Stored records
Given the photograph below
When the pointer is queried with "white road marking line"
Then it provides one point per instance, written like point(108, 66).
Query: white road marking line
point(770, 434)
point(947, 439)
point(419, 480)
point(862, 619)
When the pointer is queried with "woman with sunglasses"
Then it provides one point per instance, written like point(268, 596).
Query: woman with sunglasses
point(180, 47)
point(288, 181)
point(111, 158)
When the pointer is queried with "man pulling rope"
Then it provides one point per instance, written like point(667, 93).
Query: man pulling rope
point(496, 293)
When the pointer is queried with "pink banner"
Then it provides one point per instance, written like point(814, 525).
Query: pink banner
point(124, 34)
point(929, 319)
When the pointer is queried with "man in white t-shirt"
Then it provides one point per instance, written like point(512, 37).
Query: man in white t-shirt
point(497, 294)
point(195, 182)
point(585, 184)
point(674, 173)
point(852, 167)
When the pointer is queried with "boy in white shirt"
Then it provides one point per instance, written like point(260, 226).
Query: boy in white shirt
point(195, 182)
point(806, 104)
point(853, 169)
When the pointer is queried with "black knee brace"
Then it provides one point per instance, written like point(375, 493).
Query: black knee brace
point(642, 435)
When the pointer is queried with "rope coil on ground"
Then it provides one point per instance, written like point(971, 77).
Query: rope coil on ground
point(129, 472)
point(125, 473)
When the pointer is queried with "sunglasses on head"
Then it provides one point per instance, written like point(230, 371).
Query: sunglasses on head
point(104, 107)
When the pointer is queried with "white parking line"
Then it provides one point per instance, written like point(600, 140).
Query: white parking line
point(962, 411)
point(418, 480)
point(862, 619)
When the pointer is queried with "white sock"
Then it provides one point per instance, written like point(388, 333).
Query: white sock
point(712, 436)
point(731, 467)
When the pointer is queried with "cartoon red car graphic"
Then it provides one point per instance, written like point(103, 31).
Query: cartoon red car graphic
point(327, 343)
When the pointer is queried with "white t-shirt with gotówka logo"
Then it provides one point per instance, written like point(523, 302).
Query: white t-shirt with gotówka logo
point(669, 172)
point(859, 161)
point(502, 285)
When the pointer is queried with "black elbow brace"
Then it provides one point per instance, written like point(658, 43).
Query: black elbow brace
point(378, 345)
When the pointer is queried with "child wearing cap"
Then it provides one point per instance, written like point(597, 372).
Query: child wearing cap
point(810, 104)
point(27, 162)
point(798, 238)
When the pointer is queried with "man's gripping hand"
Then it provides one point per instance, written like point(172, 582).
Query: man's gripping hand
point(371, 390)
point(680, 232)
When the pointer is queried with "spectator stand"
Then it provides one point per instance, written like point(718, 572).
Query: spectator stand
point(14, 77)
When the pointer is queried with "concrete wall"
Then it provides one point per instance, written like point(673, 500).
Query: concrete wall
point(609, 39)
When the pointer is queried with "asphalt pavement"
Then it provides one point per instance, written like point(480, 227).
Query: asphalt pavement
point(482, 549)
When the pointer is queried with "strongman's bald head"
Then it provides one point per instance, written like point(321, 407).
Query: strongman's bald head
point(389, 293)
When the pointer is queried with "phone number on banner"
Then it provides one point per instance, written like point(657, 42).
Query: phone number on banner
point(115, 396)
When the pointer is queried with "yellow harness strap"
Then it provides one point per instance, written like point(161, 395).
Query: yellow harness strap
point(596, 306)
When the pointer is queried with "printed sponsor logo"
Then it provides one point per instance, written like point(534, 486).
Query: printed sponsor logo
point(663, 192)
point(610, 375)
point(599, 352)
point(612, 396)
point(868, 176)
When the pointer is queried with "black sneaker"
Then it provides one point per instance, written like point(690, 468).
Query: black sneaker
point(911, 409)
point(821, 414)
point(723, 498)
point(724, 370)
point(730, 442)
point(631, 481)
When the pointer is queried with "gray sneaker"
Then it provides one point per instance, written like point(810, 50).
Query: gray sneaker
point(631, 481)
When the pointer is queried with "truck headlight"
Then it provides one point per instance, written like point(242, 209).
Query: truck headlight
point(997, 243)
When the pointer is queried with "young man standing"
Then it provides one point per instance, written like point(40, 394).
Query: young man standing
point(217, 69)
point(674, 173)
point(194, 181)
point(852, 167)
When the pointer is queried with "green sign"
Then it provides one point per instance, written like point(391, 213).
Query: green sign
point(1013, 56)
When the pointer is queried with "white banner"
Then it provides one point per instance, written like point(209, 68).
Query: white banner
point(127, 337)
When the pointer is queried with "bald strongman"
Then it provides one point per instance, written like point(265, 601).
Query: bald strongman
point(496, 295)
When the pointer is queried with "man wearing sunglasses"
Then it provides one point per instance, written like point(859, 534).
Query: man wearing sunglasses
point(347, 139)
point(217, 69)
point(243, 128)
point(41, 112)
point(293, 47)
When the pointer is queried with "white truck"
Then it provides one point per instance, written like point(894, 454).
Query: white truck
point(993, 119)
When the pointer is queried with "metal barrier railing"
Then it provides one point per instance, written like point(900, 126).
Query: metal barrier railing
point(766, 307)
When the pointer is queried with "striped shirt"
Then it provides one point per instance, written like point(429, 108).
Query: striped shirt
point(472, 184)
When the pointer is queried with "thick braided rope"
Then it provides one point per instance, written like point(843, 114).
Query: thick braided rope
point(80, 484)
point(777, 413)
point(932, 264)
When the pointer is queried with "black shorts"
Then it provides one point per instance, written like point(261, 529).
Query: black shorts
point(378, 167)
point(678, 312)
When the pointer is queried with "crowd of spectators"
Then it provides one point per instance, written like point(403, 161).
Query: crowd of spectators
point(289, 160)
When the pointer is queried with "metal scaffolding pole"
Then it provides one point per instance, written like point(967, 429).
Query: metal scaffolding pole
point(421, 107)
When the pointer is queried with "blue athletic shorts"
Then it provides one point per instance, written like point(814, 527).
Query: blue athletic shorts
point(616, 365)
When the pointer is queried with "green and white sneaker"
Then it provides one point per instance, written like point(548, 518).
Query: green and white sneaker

(Task statement): Return the whole of the data, character for character.

(Answer box):
Given the photograph below
When the pointer is queried with "white road marking line"
Then it provides one point per instance, written like point(108, 66).
Query: white road marking line
point(770, 434)
point(947, 439)
point(419, 480)
point(862, 619)
When the pointer is queried with "woman with sunglasses"
Then it provides one point per instance, written like point(268, 596).
Query: woman with sunglasses
point(180, 47)
point(288, 181)
point(111, 158)
When the pointer is queried with "man pulling rope"
Then it provides one point per instance, written like point(667, 93).
Query: man pulling rope
point(496, 293)
When the pointer is queried with "pink banner"
Then it provides one point per instance, written like point(814, 525).
Query: pink banner
point(124, 34)
point(929, 319)
When the pointer is queried with "man in white t-shirt"
Then it provides one point per instance, written like point(512, 37).
Query: man in white t-shirt
point(497, 294)
point(195, 182)
point(585, 184)
point(674, 173)
point(852, 167)
When the pointer is queried with "boy in white shirt"
Then it provides one point per instance, written like point(260, 226).
Query: boy in white shirt
point(195, 182)
point(806, 104)
point(853, 169)
When the pointer is queried with "black knee brace"
Then it provides one point per instance, written like point(375, 493).
Query: black knee brace
point(642, 435)
When the pointer is queried with "rope coil on ground"
Then it provides one point per instance, written like point(971, 77).
Query: rope coil on ground
point(129, 472)
point(125, 473)
When the pointer is queried with "sunglasses on head"
Then it provides one point per instance, written like point(230, 371).
Query: sunglasses on head
point(104, 107)
When the pointer is queried with "white parking line"
Then it provides one point per instance, written like point(600, 140).
Query: white parking line
point(962, 411)
point(418, 480)
point(862, 619)
When the pointer is queried with "white sock"
Then it provides one point per instance, written like point(388, 333).
Query: white sock
point(712, 436)
point(731, 467)
When the pointer is queried with "cartoon red car graphic"
Then it provides one point per instance, written like point(103, 31).
Query: cartoon red car graphic
point(327, 343)
When the pointer is queried with "white t-shirt with gotówka logo"
Then it provides one point per instance, written like point(523, 302).
Query: white t-shirt with gotówka logo
point(669, 172)
point(859, 161)
point(502, 285)
When the pointer is queried with "black elbow brace"
Then it provides one point per instance, written like point(658, 43).
Query: black elbow brace
point(378, 345)
When the pointer is queried with "child wearing cap"
Then it provides one point per instance, written like point(597, 372).
Query: child wearing cap
point(810, 104)
point(27, 162)
point(798, 238)
When the pointer is queried with "man's gripping hand"
Then it provides one point per instance, written like point(172, 582).
Query: man's gripping hand
point(371, 390)
point(680, 232)
When the pointer is queried with "spectator stand"
Then it provides one point per instance, written like point(718, 572).
Query: spectator stand
point(14, 77)
When the pointer is queried with "concrete wall"
Then it provides one point per instance, written like point(673, 500).
Query: concrete wall
point(609, 39)
When the pointer is queried with "asphalt pavement"
Then it provides one point per instance, written like point(480, 227).
Query: asphalt pavement
point(482, 549)
When the pointer is queried with "strongman's bald head"
Then it provides one point per instance, written like point(321, 407).
Query: strongman's bald head
point(389, 293)
When the pointer is queried with "phone number on banner"
Then it provides one point per instance, written like point(657, 42).
Query: phone number on banner
point(115, 396)
When the pointer is queried with "yellow harness strap"
Then it provides one point per instance, written like point(161, 395).
Query: yellow harness strap
point(596, 306)
When the pointer is queried with "printed sponsor logo"
Then it provides one point per instance, written like point(534, 486).
Query: printed sponsor logo
point(663, 192)
point(610, 375)
point(599, 352)
point(612, 396)
point(868, 176)
When the pointer is queried with "black sneaker"
Then it provides one point per instance, written like point(690, 468).
Query: black sneaker
point(911, 409)
point(821, 414)
point(723, 498)
point(724, 370)
point(730, 442)
point(631, 481)
When the pointer is queried with "gray sneaker"
Then it provides one point per instance, written like point(810, 50).
Query: gray sneaker
point(631, 481)
When the pointer is queried with "truck headlight"
Then it provides one point per instance, written like point(242, 209).
Query: truck headlight
point(997, 243)
When the pointer is queried with "young man standing"
Then it provides one point per instance, written like point(40, 394).
Query: young man standing
point(217, 69)
point(674, 173)
point(194, 181)
point(852, 167)
When the pointer is queried with "green sign"
Then it provides one point per instance, written like point(391, 213).
Query: green sign
point(1013, 56)
When the pointer is queried with "white banner"
Then it provides one point per instance, written like point(209, 68).
Query: white banner
point(127, 337)
When the pointer is queried with "bald strongman"
Then it provides one point per instance, written like point(265, 601).
Query: bald strongman
point(496, 295)
When the pointer is queried with "man wearing sunglasses"
Then it provides one point per instance, written like point(859, 534).
Query: man wearing sunglasses
point(347, 139)
point(217, 69)
point(243, 128)
point(41, 112)
point(293, 47)
When the pointer is queried with "white truck"
Then it provides one point per instance, written like point(894, 454).
Query: white truck
point(993, 119)
When the pointer is queried with "metal barrier railing"
Then it provides one point per instance, written like point(900, 126).
Query: metal barrier railing
point(766, 307)
When the pointer is queried with "striped shirt"
Then it provides one point per instance, written like point(429, 108).
Query: striped shirt
point(472, 184)
When the pointer is queried with "thick braided rope"
Then it provides one point per instance, written like point(843, 114).
Query: thick braided rope
point(80, 484)
point(777, 413)
point(932, 264)
When the pointer is queried with "black shorts"
Then it provides one point per instance, written like point(261, 529).
Query: black shorts
point(378, 167)
point(678, 312)
When the pointer is queried with "crowd of spectators"
Then it provides one point per instance, written like point(403, 161).
Query: crowd of spectators
point(289, 160)
When the pointer is queried with "metal scaffolding pole"
Then it provides one point per instance, written like point(967, 429).
Query: metal scaffolding pole
point(421, 107)
When the pointer is queried with "blue athletic shorts"
Then it provides one point per instance, written like point(814, 527).
Query: blue athletic shorts
point(616, 365)
When the pointer is queried with "green and white sneaker"
Then it provides one point per instance, written like point(548, 518).
Query: green and white sneaker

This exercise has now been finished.